_Objective_.
Convert the stretch from the start of the records through the line containing "[80, 830, 675, 1200]" into a Markdown table with the columns No. and Line, one numbered row per line and no blank lines. Leave the pictures out of the table.

_Data in this exercise_.
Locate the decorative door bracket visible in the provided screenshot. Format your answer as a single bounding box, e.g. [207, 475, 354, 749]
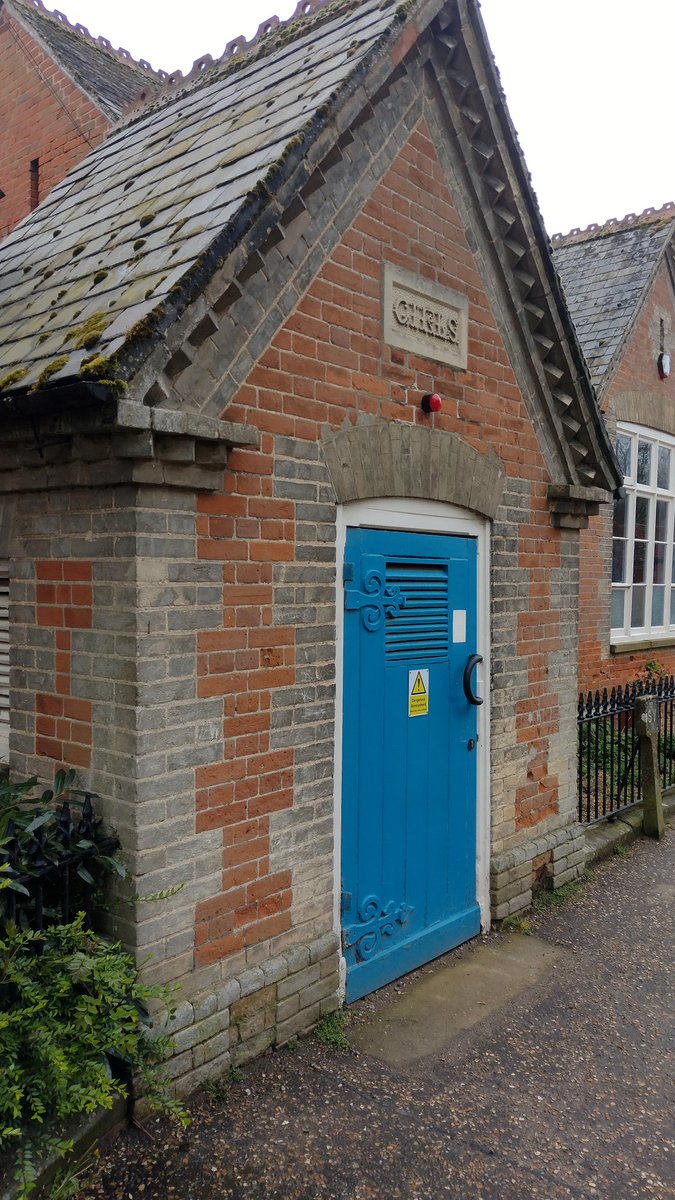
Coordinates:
[345, 554, 406, 632]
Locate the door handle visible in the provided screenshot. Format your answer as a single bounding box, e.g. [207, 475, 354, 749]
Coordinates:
[462, 654, 483, 704]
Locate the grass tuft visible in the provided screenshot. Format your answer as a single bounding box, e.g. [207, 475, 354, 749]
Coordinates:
[532, 868, 593, 913]
[313, 1008, 352, 1050]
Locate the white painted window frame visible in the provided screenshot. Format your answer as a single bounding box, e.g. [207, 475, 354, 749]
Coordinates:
[334, 499, 490, 964]
[610, 421, 675, 647]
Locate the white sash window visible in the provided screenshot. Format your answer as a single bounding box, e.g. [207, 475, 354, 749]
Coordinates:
[611, 425, 675, 644]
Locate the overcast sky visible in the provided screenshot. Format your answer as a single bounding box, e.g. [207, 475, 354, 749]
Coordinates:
[46, 0, 675, 233]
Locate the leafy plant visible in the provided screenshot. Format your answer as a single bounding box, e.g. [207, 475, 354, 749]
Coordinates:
[0, 914, 186, 1200]
[313, 1008, 352, 1050]
[0, 770, 125, 925]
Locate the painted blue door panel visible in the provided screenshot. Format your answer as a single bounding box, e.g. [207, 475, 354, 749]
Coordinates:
[342, 529, 480, 1000]
[347, 905, 480, 1004]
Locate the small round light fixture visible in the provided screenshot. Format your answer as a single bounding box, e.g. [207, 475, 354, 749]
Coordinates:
[422, 391, 443, 413]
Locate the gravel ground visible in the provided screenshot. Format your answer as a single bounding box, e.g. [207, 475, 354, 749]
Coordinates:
[80, 830, 675, 1200]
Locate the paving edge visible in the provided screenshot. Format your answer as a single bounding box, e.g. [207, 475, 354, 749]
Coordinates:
[0, 1096, 127, 1200]
[584, 788, 675, 863]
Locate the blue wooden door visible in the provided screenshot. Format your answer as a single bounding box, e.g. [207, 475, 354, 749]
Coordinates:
[341, 529, 480, 1001]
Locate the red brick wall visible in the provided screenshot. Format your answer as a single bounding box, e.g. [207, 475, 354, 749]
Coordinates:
[0, 10, 110, 238]
[579, 266, 675, 690]
[192, 125, 561, 964]
[35, 559, 92, 768]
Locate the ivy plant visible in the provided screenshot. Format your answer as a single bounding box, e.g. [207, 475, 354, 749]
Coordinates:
[0, 914, 186, 1200]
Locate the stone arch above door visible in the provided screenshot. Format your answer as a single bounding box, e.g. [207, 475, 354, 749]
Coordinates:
[322, 422, 506, 520]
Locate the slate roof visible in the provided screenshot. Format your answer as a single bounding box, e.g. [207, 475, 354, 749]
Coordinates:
[0, 0, 410, 390]
[552, 203, 675, 391]
[0, 0, 166, 120]
[0, 0, 621, 492]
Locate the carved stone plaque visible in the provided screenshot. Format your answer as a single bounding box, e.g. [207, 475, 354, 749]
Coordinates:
[384, 263, 468, 371]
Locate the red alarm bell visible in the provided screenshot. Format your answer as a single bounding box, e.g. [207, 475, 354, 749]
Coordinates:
[422, 391, 443, 413]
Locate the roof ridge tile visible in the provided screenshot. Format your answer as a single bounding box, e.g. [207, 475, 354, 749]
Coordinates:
[13, 0, 169, 82]
[551, 200, 675, 248]
[123, 0, 369, 121]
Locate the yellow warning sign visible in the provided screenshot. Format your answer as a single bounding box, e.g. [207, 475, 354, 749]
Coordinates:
[408, 668, 429, 716]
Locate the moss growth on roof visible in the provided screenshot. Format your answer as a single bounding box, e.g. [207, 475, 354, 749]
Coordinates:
[0, 367, 28, 391]
[78, 354, 129, 396]
[65, 312, 110, 350]
[30, 354, 70, 391]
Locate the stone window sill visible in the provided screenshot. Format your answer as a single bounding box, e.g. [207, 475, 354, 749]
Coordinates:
[609, 634, 675, 654]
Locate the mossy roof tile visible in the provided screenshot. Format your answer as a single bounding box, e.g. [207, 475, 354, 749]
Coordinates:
[0, 0, 398, 391]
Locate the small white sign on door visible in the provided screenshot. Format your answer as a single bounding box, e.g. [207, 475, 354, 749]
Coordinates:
[453, 608, 466, 642]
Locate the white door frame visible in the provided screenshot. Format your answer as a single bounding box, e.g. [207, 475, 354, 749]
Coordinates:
[333, 499, 490, 964]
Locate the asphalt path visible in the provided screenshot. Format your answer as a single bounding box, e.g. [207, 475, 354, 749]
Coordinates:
[80, 829, 675, 1200]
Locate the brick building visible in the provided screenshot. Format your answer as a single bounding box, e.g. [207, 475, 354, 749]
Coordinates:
[554, 204, 675, 689]
[0, 0, 165, 239]
[0, 0, 620, 1086]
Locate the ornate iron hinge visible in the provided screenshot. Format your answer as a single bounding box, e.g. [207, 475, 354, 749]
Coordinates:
[342, 895, 414, 960]
[345, 554, 406, 632]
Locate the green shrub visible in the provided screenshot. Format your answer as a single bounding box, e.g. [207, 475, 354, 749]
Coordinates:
[0, 914, 184, 1196]
[0, 770, 125, 925]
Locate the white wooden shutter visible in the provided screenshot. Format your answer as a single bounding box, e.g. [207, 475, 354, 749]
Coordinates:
[0, 564, 10, 762]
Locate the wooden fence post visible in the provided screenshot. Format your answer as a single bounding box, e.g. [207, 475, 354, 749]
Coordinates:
[635, 696, 664, 838]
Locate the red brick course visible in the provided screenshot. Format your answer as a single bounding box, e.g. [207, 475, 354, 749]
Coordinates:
[35, 559, 92, 769]
[0, 10, 110, 238]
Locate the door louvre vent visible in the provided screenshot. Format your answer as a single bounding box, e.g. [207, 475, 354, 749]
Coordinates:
[384, 563, 449, 662]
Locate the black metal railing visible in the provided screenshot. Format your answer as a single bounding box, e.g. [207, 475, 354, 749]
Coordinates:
[577, 676, 675, 824]
[0, 794, 119, 931]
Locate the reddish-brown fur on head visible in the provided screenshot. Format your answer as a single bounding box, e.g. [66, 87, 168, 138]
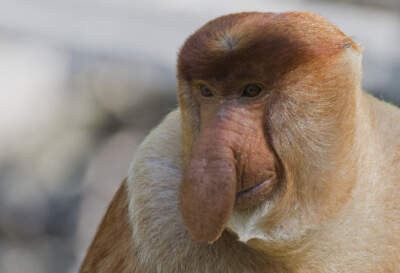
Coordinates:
[178, 12, 358, 242]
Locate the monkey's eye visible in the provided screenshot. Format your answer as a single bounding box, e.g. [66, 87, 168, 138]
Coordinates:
[200, 84, 214, 97]
[242, 83, 262, 97]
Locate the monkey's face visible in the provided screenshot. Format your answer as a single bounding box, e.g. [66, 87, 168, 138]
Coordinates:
[178, 13, 358, 242]
[181, 77, 278, 241]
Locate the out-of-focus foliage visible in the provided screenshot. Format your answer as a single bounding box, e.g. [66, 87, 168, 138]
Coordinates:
[0, 0, 400, 273]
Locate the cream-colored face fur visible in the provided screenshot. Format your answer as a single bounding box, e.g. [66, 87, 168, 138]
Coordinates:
[80, 13, 400, 273]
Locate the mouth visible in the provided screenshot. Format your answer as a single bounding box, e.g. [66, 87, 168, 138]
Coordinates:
[235, 176, 277, 209]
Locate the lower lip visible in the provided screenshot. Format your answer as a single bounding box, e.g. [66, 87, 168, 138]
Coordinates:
[235, 178, 277, 209]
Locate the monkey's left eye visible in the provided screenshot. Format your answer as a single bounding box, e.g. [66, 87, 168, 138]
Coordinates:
[242, 83, 262, 97]
[200, 84, 214, 97]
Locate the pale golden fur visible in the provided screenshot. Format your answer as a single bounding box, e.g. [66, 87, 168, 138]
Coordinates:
[81, 12, 400, 273]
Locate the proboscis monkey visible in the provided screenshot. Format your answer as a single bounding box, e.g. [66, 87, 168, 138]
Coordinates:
[81, 12, 400, 273]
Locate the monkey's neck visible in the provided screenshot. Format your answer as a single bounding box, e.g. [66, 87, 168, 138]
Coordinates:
[229, 93, 400, 272]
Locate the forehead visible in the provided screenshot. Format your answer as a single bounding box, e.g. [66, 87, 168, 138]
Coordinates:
[178, 12, 356, 85]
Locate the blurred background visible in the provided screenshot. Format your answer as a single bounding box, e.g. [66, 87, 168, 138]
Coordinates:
[0, 0, 400, 273]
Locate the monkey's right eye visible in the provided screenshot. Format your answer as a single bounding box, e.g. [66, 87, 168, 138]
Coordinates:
[200, 84, 214, 97]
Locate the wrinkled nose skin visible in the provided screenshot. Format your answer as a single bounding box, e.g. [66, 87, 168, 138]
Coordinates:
[180, 106, 274, 243]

_Task output_.
| No. | Line |
|---|---|
| 1 | Locate the decorative door bracket visible in the provided screenshot. Format your answer as a single bounding box, e.g. [207, 475, 354, 749] |
| 2 | Coordinates: |
| 3 | [345, 554, 406, 632] |
| 4 | Locate the door handle visible in the provided screenshot. Format your answer as a single bounding box, e.g. [207, 475, 354, 749] |
| 5 | Coordinates: |
| 6 | [462, 654, 483, 704] |
| 7 | Locate the grass tuft visible in the provided screenshot. Format your answer as a single bounding box, e.g. [207, 475, 354, 749] |
| 8 | Coordinates: |
| 9 | [532, 868, 593, 913] |
| 10 | [313, 1008, 352, 1050] |
| 11 | Locate the white painted window frame visible in the provided screenshot. Format your answer as a single bounding box, e.g. [207, 475, 354, 749] |
| 12 | Coordinates: |
| 13 | [334, 499, 490, 964] |
| 14 | [610, 421, 675, 647] |
| 15 | Locate the white sash window visible in the provided screenshot. Format your answer as a single bounding box, e.g. [207, 475, 354, 749] |
| 16 | Coordinates: |
| 17 | [611, 425, 675, 644] |
| 18 | Locate the overcast sky visible in the provided screenshot. Format your answer as a single bounding box, e.g. [207, 475, 354, 749] |
| 19 | Coordinates: |
| 20 | [46, 0, 675, 233] |
| 21 | Locate the leafy plant visible in the provided screenshot. Format your answer as a single bounding box, e.g. [207, 475, 354, 749] |
| 22 | Coordinates: |
| 23 | [0, 914, 186, 1200] |
| 24 | [313, 1008, 352, 1050] |
| 25 | [0, 770, 125, 925] |
| 26 | Locate the painted blue door panel visible in the provided screenshot. Format your answer as a single bounding box, e.g. [207, 475, 354, 749] |
| 27 | Coordinates: |
| 28 | [342, 529, 480, 1000] |
| 29 | [347, 905, 480, 1004] |
| 30 | Locate the small round light fixture visible in the provided screenshot. Format your answer as a single bounding box, e.g. [207, 475, 354, 749] |
| 31 | Coordinates: |
| 32 | [422, 391, 443, 413] |
| 33 | Locate the gravel ground visible in the provided screenshot. Format your answer as a single bounding box, e.g. [207, 475, 354, 749] |
| 34 | Coordinates: |
| 35 | [80, 830, 675, 1200] |